Exercise brief:
Repeat, word for word, the portion of the Amit Banerjee interview starting at "Q. You started" and ending at "your philanthropic interests?".

Passage provided:
Catching up with Amit Banerjee, CEO of Philanthropy Kids
Amit Banerjee is a 19-year- old who lives in Dallas, Texas, and is the CEO of Philanthropy Kids, a non-profit organization that celebrates and inspires philanthropy in youths through magazine publications and educational programs.
We caught up with Amit, a student at the Southern Methodist University in Dallas,
to hear his story:
Q. Tell us about your family background.
A. I grew up in a family that really valued giving back and being involved in the community. Both my parents worked as engineers and made me understand how important things like education and being intentional with my time and the people around me are.
Q. What influences led to your early foray into philanthropy?
A. I was in a program called PAVE, which stood for Philanthropy and Volunteerism in Education. This course taught me what a philanthropist is, why it’s important for philanthropists to exist, and how I can be a philanthropist and impact my community. I was also heavily involved in Boy Scouts and took part in several service projects through that.
Q. You started Philanthropy Kids magazine when you were in Grade 8. How
did the idea come about and how easy/difficult was it to do?
A. It was my Eagle Scout project. I wanted to get more youth involved in philanthropy and community service, so I thought: why not have a magazine where kids can read about other kids and be inspired to do good things. It was fairly difficult to start as I had never created a magazine before, but I was fortunate enough to have wonderful mentors who guided me through the project from the very beginning.
Q. Where did you go next with your philanthropic interests?
A. I still continue my efforts with Philanthropy Kids, but I became involved with other organizations too. I served on many advisory councils for different education groups, including the Texas Academy of Math and Science Dean’s Advisory Council and the Frisco ISD Superintendent’s Advisory Council. I am on the Board of the men’s auxiliary group for Genesis Women’s Shelter in Dallas, TX. I am a regular volunteer for TangoTab, a company that strives to end local hunger.
Q. Which causes are closest to your heart?
A. I feel most strongly about domestic violence, education, hunger, and clean
Q. For young kids and youth, which are your three best tips for getting
involved in making a change/ supporting a cause?
A. – Volunteer along with friends. Community service is one of the best ways to become closer with people who you already know. And if you can’t find someone to go with you, try to make a new friend at the place where you’re volunteering.
– Find a place to volunteer that is in line with something that you’re interested in. If you really like basketball, try volunteering with Special Olympics. If you like being around kids, volunteer with Make-A- Wish. There are so many places to volunteer and give back; you’ll easily find something you’re into.
– Just start small. Being kind and nice to others is the first step to improving others’ lives. If you treat others well, you’ll start noticing when people aren’t necessarily treated that way. And if you notice discrimination, you’ll be motivated to get involved in causes that address these issues.

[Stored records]

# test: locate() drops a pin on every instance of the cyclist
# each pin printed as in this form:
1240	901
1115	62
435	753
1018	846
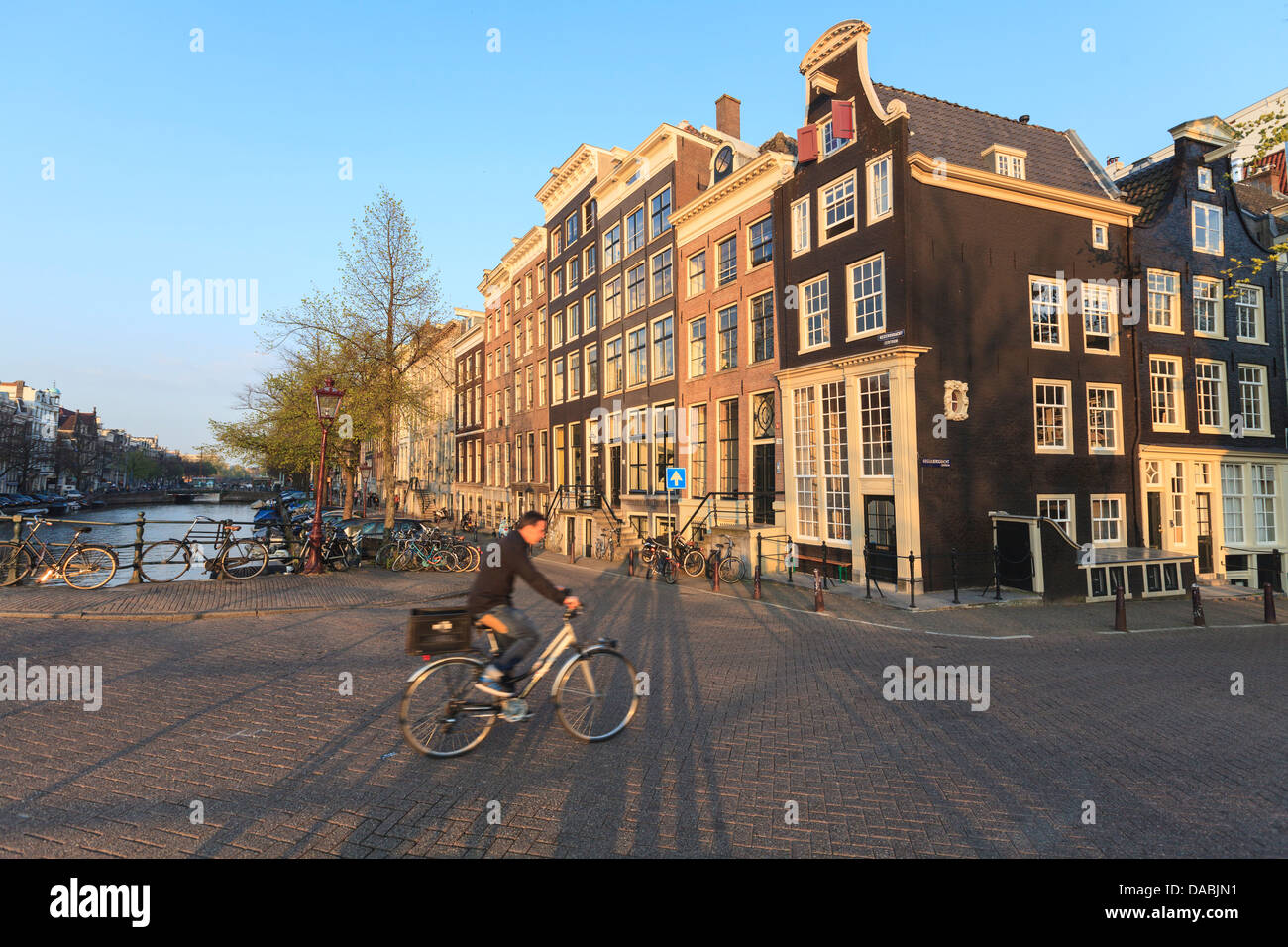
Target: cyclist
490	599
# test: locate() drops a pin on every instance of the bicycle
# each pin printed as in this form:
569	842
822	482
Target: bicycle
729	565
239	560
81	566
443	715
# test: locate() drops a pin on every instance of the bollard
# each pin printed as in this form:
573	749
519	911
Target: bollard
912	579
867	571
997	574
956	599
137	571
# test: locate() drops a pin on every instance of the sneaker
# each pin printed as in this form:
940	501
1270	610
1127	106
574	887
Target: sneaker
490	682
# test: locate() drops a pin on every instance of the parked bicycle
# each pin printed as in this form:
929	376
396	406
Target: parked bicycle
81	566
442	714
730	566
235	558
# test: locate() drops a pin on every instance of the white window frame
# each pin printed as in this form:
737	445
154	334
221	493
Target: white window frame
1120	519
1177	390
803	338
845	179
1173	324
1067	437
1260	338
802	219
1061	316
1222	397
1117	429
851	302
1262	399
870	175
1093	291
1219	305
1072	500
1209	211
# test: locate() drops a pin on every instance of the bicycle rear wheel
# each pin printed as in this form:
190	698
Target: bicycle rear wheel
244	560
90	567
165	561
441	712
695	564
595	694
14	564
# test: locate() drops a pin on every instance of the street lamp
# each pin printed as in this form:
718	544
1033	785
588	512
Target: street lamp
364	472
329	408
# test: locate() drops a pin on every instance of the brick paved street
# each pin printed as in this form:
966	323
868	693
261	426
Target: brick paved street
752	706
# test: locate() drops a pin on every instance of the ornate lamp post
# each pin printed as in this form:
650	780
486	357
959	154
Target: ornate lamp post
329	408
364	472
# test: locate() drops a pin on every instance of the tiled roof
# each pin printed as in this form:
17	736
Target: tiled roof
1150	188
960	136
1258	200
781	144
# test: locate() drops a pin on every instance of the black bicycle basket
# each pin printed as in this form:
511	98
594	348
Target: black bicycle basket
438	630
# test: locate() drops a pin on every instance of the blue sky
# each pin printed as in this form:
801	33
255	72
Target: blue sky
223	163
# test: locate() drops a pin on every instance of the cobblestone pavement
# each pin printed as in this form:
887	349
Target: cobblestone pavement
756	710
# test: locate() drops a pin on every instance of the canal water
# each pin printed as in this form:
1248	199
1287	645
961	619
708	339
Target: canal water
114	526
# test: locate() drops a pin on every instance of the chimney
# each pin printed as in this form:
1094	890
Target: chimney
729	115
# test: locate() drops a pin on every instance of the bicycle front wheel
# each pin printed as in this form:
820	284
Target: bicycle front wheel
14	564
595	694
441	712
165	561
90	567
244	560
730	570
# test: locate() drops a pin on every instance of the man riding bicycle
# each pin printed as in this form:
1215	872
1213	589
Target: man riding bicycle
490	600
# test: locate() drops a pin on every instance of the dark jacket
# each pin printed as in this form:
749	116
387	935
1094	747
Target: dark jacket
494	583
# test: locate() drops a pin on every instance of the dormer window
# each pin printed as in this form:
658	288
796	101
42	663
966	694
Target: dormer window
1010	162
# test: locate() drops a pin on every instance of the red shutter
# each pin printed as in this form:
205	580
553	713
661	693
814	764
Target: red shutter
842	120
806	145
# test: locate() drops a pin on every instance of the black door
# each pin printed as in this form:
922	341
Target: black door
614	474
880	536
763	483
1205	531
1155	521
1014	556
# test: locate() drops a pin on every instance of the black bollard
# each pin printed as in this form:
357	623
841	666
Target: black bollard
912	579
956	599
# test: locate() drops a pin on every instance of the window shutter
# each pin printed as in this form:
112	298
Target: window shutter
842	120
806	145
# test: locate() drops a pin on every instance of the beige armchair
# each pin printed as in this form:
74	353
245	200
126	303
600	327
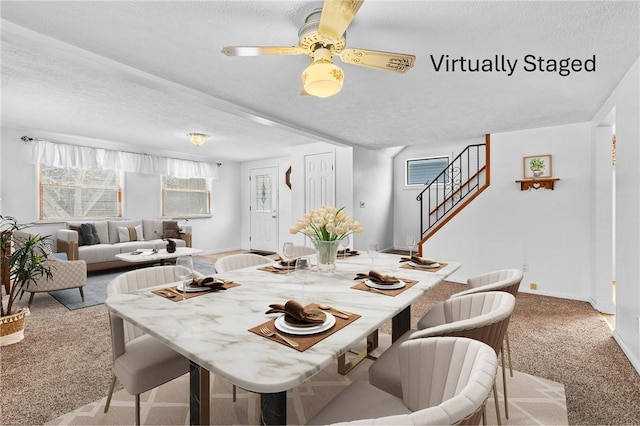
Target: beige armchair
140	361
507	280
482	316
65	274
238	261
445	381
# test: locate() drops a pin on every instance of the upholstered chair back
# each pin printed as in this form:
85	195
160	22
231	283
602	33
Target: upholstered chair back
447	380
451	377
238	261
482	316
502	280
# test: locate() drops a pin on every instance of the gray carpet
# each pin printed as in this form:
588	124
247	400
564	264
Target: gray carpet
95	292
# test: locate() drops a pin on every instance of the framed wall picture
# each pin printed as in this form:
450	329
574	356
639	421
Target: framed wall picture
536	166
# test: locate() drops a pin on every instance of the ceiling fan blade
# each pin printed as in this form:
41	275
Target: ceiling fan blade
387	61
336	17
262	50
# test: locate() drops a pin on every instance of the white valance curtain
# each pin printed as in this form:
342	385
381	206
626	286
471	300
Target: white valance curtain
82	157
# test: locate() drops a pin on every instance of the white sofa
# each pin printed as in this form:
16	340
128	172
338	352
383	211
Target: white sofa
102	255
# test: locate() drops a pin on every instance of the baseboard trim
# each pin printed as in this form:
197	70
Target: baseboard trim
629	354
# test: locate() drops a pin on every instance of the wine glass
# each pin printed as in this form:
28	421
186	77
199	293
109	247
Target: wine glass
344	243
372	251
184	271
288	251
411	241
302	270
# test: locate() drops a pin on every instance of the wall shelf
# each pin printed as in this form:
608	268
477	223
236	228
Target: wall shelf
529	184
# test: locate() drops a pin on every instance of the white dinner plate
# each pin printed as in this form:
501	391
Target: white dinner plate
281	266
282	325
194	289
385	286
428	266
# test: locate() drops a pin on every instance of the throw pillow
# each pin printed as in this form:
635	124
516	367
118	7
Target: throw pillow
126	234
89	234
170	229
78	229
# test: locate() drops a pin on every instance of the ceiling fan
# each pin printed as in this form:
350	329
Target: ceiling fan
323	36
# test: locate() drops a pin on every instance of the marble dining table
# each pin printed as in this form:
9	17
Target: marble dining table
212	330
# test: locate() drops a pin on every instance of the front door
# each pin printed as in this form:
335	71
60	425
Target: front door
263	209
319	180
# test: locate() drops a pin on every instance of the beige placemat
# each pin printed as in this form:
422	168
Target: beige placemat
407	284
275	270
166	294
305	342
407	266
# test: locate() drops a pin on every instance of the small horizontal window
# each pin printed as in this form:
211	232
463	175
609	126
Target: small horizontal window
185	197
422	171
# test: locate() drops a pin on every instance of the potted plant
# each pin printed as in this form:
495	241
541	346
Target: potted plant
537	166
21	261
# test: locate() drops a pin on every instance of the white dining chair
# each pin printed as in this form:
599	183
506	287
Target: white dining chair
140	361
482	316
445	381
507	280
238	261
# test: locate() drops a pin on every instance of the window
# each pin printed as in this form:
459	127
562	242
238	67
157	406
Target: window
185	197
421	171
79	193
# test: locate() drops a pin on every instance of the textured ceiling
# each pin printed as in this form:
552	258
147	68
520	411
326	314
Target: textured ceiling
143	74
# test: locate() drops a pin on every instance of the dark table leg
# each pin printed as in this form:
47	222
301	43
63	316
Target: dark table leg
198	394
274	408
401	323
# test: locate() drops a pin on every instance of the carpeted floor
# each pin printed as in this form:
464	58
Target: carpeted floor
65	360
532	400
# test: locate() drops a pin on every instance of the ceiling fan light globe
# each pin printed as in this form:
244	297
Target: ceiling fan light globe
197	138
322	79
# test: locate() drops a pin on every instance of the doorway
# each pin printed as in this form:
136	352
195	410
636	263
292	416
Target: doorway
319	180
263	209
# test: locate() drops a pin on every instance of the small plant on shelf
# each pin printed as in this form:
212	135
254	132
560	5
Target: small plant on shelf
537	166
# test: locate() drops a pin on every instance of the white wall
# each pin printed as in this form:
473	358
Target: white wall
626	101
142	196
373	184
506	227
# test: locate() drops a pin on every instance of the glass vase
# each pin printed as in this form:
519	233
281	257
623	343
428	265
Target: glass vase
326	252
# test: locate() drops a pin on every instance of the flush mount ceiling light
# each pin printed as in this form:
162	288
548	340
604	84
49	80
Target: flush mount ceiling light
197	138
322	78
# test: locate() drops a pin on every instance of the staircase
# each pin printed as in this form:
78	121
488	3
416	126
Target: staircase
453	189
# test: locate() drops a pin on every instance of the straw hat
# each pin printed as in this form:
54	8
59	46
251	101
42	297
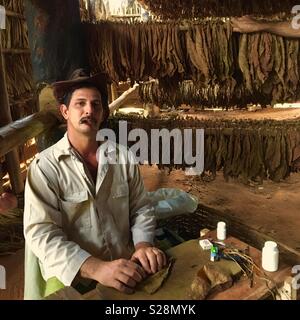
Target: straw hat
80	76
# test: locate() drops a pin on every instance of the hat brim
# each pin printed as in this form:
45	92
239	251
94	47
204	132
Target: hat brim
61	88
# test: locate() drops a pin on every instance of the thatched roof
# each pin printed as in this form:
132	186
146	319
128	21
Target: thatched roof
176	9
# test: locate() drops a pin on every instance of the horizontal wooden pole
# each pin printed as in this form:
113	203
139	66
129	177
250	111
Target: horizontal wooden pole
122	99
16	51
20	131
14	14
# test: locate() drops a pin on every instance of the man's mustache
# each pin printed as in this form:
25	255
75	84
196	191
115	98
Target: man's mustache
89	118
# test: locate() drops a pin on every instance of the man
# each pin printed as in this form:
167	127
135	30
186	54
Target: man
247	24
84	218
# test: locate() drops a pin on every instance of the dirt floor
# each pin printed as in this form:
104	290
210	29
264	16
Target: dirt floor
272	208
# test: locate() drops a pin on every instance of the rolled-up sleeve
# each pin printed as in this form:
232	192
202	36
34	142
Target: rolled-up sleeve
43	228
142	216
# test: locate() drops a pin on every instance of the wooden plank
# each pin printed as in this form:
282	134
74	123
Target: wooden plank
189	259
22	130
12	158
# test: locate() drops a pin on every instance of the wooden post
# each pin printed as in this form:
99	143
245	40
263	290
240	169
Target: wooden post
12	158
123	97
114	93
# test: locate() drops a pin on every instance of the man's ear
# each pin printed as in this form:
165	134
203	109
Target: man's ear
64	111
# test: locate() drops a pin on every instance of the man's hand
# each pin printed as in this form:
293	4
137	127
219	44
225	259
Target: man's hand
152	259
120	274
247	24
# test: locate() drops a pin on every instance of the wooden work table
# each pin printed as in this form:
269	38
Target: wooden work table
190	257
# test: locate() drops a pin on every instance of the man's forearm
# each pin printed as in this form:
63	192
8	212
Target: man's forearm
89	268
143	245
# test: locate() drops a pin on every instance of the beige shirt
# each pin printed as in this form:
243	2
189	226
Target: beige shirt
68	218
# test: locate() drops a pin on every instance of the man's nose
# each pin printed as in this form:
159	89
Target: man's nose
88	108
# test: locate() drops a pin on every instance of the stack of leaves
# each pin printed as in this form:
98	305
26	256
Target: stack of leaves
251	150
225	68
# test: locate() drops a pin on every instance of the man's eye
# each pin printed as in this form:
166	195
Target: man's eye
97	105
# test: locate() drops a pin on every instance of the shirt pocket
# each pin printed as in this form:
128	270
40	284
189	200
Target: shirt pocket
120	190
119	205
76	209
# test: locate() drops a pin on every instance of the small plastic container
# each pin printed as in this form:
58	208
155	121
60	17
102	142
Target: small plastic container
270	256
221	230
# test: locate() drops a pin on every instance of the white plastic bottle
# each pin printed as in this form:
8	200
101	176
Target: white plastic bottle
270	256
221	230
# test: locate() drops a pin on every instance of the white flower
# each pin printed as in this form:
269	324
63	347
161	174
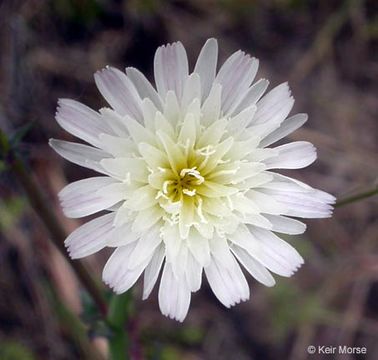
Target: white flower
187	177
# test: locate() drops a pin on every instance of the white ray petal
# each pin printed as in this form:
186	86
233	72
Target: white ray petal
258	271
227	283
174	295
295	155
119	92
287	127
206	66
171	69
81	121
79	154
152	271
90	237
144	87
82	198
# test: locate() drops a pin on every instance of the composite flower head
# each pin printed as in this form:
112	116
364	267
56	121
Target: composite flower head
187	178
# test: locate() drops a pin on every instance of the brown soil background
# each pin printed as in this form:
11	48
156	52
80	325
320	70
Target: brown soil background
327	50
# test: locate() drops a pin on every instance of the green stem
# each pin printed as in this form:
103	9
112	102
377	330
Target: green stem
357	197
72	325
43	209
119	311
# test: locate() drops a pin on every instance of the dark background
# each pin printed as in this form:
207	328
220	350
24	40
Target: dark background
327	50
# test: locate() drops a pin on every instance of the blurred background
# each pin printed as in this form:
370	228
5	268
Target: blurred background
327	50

Task result:
Q. You started Philanthropy Kids magazine when you were in Grade 8. How
did the idea come about and how easy/difficult was it to do?
A. It was my Eagle Scout project. I wanted to get more youth involved in philanthropy and community service, so I thought: why not have a magazine where kids can read about other kids and be inspired to do good things. It was fairly difficult to start as I had never created a magazine before, but I was fortunate enough to have wonderful mentors who guided me through the project from the very beginning.
Q. Where did you go next with your philanthropic interests?